--- start of Dataset excerpts ---

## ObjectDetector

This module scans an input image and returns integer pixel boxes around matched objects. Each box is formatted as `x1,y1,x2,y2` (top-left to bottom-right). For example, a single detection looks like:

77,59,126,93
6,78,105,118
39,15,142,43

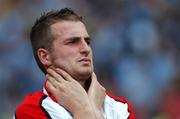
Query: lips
78,58,91,63
79,58,91,62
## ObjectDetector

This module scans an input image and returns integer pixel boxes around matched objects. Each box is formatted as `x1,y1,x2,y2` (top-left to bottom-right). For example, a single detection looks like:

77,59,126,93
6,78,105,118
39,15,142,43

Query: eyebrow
67,36,91,41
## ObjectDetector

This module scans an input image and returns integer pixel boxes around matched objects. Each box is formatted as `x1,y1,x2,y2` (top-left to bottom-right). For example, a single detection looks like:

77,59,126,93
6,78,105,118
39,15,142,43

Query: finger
56,68,74,81
47,68,65,83
46,74,58,88
46,80,56,93
92,72,97,80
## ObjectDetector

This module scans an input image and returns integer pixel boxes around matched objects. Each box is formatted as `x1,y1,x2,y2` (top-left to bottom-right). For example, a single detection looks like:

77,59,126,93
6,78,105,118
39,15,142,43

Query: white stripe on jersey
42,89,129,119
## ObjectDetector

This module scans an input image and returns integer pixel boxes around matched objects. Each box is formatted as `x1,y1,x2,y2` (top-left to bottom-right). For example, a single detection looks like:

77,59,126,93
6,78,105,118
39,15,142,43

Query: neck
78,79,91,92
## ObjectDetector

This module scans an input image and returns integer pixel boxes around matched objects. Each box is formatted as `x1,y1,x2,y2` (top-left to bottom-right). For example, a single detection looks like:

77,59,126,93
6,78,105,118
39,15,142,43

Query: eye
85,38,91,45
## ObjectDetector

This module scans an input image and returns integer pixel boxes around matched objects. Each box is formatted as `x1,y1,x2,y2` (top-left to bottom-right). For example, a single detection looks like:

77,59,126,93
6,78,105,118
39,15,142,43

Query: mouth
78,58,91,64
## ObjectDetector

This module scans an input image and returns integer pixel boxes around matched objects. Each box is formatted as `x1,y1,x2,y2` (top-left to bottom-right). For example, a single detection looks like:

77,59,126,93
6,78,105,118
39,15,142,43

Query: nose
79,38,91,55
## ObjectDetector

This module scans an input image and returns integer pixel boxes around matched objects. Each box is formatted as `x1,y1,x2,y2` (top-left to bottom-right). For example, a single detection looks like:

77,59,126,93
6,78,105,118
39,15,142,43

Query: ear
37,48,52,68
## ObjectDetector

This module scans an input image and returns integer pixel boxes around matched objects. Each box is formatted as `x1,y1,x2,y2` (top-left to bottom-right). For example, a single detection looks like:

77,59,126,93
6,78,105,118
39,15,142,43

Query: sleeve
14,106,51,119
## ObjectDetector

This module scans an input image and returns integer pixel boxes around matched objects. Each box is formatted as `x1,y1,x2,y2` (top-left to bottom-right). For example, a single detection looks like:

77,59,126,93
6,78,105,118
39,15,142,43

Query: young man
15,8,135,119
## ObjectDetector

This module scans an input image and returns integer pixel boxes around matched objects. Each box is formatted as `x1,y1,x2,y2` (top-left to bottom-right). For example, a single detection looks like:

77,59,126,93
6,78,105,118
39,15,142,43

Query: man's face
50,21,93,80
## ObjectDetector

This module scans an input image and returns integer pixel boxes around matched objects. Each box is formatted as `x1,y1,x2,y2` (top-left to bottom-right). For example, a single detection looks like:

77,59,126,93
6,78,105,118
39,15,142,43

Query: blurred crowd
0,0,180,119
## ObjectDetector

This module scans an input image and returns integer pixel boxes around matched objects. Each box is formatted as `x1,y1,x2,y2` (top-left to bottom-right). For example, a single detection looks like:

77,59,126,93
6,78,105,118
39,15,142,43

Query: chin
77,70,93,80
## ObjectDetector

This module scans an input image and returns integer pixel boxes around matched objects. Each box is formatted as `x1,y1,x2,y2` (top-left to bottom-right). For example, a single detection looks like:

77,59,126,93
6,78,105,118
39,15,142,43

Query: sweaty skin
46,69,105,119
38,21,106,119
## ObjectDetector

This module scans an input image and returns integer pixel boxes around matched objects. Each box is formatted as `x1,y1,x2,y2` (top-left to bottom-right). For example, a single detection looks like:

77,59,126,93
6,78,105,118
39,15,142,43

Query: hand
46,69,90,113
88,72,106,110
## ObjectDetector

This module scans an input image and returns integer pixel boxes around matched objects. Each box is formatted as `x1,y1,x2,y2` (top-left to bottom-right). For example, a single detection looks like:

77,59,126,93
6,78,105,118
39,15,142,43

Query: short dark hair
30,8,83,73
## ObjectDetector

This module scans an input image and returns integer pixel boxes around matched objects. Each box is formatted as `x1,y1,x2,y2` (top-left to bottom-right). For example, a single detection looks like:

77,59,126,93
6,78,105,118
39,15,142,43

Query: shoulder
15,92,48,119
105,93,135,119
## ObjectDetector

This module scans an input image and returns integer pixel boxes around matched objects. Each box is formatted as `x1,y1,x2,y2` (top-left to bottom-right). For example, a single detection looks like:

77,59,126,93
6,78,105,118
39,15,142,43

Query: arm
46,69,103,119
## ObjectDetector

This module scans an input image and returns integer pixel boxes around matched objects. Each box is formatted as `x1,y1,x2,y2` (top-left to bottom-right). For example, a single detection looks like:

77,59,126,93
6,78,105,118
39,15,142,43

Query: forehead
51,21,89,39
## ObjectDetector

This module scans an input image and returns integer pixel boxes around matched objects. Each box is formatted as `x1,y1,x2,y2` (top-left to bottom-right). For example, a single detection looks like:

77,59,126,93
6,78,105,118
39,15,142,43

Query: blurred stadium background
0,0,180,119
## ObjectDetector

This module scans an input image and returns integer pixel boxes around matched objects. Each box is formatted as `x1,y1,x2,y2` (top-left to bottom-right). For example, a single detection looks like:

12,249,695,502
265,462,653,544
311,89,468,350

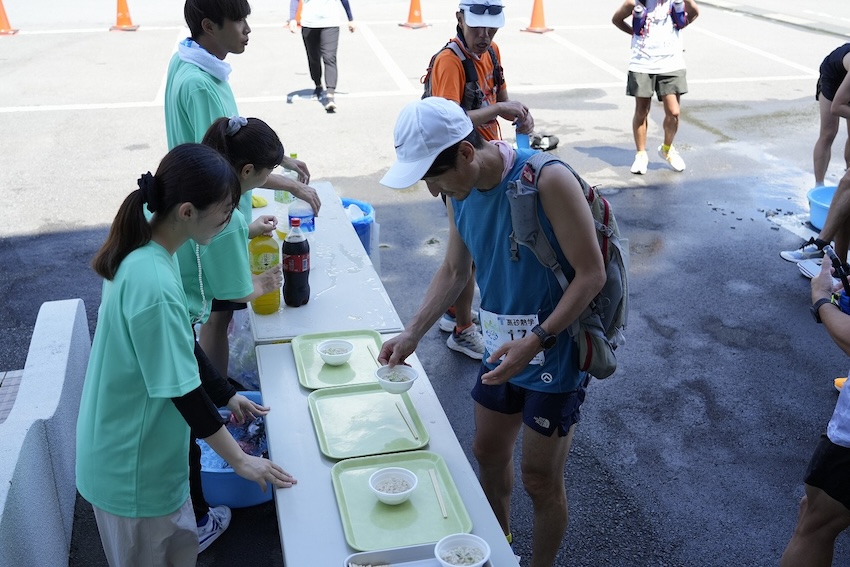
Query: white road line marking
544,33,627,81
693,27,819,77
0,74,817,114
357,24,416,94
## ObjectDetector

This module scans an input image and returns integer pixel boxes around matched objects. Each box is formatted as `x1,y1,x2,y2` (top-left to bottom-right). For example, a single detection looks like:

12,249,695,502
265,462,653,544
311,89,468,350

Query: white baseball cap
381,96,472,189
457,0,505,28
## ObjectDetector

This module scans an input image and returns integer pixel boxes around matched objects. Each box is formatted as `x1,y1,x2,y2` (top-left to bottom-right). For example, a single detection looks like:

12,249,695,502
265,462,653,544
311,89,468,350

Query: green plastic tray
331,451,472,551
292,330,384,390
307,384,429,459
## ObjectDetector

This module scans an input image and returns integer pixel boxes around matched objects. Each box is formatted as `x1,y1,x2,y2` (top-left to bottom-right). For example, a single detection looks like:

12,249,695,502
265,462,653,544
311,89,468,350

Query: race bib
478,309,545,364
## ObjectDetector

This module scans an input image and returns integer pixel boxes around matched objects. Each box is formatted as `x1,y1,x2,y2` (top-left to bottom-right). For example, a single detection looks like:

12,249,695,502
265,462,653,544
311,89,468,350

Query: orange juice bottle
248,234,280,315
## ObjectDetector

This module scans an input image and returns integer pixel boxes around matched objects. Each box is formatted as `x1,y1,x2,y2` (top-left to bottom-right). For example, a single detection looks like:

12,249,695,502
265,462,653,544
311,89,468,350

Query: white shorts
92,498,198,567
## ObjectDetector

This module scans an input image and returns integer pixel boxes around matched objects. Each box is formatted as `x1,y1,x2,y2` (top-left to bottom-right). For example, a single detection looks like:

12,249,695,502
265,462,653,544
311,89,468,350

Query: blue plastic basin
807,185,837,230
342,199,375,256
201,391,274,508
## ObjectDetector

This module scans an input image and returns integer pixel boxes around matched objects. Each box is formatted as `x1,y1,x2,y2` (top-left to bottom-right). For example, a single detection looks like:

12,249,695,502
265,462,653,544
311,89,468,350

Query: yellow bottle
248,234,280,315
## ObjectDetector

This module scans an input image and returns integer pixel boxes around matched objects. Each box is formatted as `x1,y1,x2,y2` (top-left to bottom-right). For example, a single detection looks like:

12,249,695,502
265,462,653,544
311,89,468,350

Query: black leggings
301,28,339,92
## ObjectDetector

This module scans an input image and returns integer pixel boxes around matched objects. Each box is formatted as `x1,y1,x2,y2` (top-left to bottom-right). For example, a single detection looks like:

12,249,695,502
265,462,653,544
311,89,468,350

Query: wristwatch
810,297,835,323
531,325,558,350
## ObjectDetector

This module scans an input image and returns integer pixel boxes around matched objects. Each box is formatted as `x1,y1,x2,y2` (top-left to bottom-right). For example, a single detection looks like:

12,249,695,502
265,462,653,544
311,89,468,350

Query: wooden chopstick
395,402,419,439
366,343,381,368
428,469,449,518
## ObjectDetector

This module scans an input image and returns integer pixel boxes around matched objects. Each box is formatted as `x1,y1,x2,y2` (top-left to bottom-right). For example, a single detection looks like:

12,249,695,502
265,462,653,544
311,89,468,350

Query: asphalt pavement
0,0,850,567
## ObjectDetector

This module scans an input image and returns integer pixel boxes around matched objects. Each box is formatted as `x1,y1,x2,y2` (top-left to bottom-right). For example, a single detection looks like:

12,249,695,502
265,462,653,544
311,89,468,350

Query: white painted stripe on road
17,26,180,35
763,12,817,26
544,33,627,81
0,74,817,114
357,24,416,93
689,26,820,76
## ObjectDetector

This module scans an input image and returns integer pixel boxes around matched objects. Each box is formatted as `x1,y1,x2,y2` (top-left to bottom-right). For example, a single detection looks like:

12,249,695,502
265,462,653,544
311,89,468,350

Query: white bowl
369,467,418,506
316,339,354,366
434,534,490,567
375,364,419,394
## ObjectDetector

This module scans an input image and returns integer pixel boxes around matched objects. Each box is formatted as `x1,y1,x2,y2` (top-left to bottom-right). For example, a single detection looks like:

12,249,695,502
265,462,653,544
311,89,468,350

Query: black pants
301,28,339,92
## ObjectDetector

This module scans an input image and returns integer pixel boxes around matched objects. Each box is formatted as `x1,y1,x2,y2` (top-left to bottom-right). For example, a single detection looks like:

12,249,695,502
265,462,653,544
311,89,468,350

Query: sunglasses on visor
461,4,504,16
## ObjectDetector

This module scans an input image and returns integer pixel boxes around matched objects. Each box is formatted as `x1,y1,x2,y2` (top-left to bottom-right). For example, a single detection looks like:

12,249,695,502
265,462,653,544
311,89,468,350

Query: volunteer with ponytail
76,144,295,567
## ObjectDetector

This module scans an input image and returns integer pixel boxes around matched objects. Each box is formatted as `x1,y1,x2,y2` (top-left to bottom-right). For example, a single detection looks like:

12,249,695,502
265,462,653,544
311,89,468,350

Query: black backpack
419,41,505,111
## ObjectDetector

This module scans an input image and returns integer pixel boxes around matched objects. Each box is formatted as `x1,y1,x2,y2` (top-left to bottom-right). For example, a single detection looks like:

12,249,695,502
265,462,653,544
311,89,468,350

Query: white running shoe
779,238,823,262
437,311,481,333
198,506,231,553
632,150,649,175
658,146,685,171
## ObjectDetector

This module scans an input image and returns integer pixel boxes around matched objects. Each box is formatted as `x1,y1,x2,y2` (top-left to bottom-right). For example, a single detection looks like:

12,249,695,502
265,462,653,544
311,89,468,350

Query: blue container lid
342,199,375,226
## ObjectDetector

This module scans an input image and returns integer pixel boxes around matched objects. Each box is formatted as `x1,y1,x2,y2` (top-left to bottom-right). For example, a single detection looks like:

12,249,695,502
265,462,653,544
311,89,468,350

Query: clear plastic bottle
283,217,310,307
289,199,316,233
248,234,280,315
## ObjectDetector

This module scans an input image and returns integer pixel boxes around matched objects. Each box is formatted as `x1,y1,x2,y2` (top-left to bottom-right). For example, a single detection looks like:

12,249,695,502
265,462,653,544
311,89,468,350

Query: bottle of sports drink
670,0,688,30
632,2,646,35
248,234,280,315
283,217,310,307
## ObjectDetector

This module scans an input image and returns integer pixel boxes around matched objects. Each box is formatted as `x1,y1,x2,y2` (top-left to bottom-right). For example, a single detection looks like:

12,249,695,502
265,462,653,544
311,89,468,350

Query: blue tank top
452,150,584,393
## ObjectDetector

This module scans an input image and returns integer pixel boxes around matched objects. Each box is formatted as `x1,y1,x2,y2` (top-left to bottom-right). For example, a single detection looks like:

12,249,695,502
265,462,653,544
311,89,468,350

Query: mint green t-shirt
76,242,201,518
165,53,252,231
177,209,254,323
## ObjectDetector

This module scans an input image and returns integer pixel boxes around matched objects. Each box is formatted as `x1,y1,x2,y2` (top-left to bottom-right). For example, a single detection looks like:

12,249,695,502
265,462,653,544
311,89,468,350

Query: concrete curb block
0,299,91,566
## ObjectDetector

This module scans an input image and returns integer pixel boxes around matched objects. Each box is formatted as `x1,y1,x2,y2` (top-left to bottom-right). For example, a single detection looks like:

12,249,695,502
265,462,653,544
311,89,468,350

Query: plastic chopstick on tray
366,345,381,368
395,402,419,439
428,469,449,518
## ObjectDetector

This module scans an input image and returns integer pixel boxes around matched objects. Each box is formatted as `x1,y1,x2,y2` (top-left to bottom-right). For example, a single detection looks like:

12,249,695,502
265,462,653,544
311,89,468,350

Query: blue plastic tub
807,186,837,230
342,199,375,256
201,391,274,508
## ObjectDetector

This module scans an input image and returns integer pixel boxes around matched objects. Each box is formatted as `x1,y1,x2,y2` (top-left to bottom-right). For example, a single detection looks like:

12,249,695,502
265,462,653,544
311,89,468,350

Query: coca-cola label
251,252,277,274
283,254,310,272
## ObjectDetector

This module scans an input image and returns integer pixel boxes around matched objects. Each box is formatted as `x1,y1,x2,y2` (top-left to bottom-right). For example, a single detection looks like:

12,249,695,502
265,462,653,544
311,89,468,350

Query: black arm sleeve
171,386,224,439
195,341,236,408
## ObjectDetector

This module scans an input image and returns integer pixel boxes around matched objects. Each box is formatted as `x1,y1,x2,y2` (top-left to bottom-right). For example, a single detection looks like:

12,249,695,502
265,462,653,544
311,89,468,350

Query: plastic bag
227,309,260,390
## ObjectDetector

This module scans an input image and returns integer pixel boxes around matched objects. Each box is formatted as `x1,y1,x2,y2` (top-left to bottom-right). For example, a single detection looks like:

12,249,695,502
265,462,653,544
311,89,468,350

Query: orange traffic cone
399,0,428,30
522,0,552,33
0,0,18,35
109,0,139,31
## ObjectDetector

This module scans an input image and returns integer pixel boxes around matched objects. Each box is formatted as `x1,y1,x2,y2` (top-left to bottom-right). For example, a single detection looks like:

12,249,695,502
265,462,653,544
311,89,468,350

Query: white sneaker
779,238,823,262
437,311,481,333
632,150,649,175
658,146,685,171
198,506,231,553
446,325,484,360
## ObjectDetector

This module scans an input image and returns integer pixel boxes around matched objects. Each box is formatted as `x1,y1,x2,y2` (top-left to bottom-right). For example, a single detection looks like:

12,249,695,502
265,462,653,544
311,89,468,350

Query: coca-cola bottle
283,217,310,307
632,2,646,35
670,0,688,30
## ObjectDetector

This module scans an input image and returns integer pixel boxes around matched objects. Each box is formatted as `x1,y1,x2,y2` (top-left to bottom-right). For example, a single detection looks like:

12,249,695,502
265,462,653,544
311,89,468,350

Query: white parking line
544,33,626,82
688,27,819,77
358,24,416,94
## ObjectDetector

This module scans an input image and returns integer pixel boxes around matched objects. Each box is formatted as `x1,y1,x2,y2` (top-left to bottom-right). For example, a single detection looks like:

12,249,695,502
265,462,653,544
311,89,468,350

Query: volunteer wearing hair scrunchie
75,144,295,567
166,116,292,551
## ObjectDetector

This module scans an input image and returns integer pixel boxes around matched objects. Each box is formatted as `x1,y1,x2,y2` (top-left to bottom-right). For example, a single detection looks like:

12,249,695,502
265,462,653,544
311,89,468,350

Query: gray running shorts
626,69,688,100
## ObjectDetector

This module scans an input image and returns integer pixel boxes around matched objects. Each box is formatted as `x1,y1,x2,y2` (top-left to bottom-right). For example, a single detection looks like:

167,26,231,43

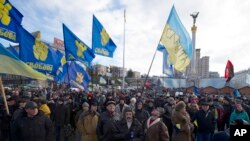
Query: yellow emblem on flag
101,28,109,46
160,25,190,71
0,0,12,25
33,39,49,61
75,40,87,58
76,72,83,83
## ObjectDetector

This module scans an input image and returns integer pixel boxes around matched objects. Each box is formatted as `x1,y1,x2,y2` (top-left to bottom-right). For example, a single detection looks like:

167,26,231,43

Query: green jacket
230,110,250,124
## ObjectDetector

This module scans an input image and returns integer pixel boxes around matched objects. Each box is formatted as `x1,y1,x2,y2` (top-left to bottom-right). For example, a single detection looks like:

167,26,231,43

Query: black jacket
193,110,216,133
113,119,143,141
97,111,120,141
11,113,55,141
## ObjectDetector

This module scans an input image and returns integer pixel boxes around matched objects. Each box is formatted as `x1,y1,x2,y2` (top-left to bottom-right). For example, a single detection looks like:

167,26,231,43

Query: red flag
225,60,234,82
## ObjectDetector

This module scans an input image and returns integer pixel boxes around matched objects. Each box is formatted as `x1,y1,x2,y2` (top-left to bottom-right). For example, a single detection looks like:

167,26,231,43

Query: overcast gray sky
3,0,250,75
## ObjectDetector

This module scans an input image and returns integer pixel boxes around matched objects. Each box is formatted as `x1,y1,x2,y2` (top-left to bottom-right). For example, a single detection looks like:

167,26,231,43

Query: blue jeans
196,132,211,141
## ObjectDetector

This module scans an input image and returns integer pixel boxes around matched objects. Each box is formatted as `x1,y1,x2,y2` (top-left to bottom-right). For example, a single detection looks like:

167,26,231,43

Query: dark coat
145,118,169,141
172,111,194,141
113,119,143,141
52,104,70,127
11,113,55,141
194,110,216,133
97,111,120,141
135,109,149,124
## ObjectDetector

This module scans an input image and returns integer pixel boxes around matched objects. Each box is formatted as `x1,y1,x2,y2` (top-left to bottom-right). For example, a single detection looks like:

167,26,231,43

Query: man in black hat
193,99,216,141
77,100,99,141
97,99,120,141
11,101,55,141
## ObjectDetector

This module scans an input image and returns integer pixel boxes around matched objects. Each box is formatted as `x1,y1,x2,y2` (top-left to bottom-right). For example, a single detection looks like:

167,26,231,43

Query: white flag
246,74,250,85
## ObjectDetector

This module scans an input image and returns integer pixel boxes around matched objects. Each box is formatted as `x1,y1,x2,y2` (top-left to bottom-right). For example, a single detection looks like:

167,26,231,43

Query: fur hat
175,101,186,111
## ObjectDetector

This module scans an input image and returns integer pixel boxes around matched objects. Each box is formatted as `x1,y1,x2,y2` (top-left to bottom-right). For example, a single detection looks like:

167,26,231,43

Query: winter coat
230,110,250,124
11,113,55,141
172,111,194,141
115,104,129,119
97,111,120,141
113,119,143,141
145,117,169,141
193,110,216,133
39,104,51,118
52,104,70,127
76,112,99,141
135,109,149,124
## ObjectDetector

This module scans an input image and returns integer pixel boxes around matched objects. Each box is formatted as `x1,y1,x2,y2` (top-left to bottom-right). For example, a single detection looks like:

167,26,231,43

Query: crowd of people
0,89,250,141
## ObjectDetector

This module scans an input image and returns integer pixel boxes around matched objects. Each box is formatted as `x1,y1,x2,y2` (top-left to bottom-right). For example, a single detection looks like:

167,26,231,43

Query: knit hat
175,101,186,111
25,101,37,109
106,99,116,106
82,102,89,107
156,107,165,116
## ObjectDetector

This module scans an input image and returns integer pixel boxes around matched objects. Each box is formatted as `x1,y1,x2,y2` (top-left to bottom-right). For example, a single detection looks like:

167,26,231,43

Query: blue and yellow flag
162,49,174,78
0,0,23,43
92,15,116,57
0,44,52,80
62,61,91,90
18,27,61,76
158,6,192,72
63,24,95,67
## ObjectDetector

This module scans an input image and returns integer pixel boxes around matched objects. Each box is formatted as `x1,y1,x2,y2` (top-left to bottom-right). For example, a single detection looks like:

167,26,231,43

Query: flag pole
0,76,10,115
122,9,126,89
141,47,157,94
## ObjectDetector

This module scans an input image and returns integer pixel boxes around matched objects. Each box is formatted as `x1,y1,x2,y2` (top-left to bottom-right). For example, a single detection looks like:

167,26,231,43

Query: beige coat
77,113,99,141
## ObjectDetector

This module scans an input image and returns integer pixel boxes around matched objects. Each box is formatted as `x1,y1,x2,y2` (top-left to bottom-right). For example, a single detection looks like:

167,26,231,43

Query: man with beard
145,107,169,141
97,99,120,141
113,107,143,141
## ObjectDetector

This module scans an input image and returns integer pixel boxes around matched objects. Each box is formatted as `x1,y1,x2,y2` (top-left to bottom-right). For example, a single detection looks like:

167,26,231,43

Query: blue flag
63,24,95,67
18,28,61,76
92,15,116,58
0,44,52,80
158,6,192,72
6,45,19,58
194,86,199,96
0,0,23,43
62,61,91,90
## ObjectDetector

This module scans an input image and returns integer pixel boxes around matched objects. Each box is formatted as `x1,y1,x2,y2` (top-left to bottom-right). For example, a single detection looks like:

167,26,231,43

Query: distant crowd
0,89,250,141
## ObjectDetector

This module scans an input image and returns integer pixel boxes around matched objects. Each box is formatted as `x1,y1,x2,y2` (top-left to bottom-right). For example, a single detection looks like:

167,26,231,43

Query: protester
172,101,194,141
145,107,169,141
77,101,99,141
97,99,120,141
193,99,216,141
113,107,143,141
11,101,55,141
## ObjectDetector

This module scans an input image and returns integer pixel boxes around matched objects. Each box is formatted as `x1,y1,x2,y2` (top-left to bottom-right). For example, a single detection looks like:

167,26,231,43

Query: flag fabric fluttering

--- end of Dataset excerpts ---

Pick out every line of the records that contains the word "sleeve" and copy each one.

**Reply to the task**
Query: sleeve
Query: black arm sleeve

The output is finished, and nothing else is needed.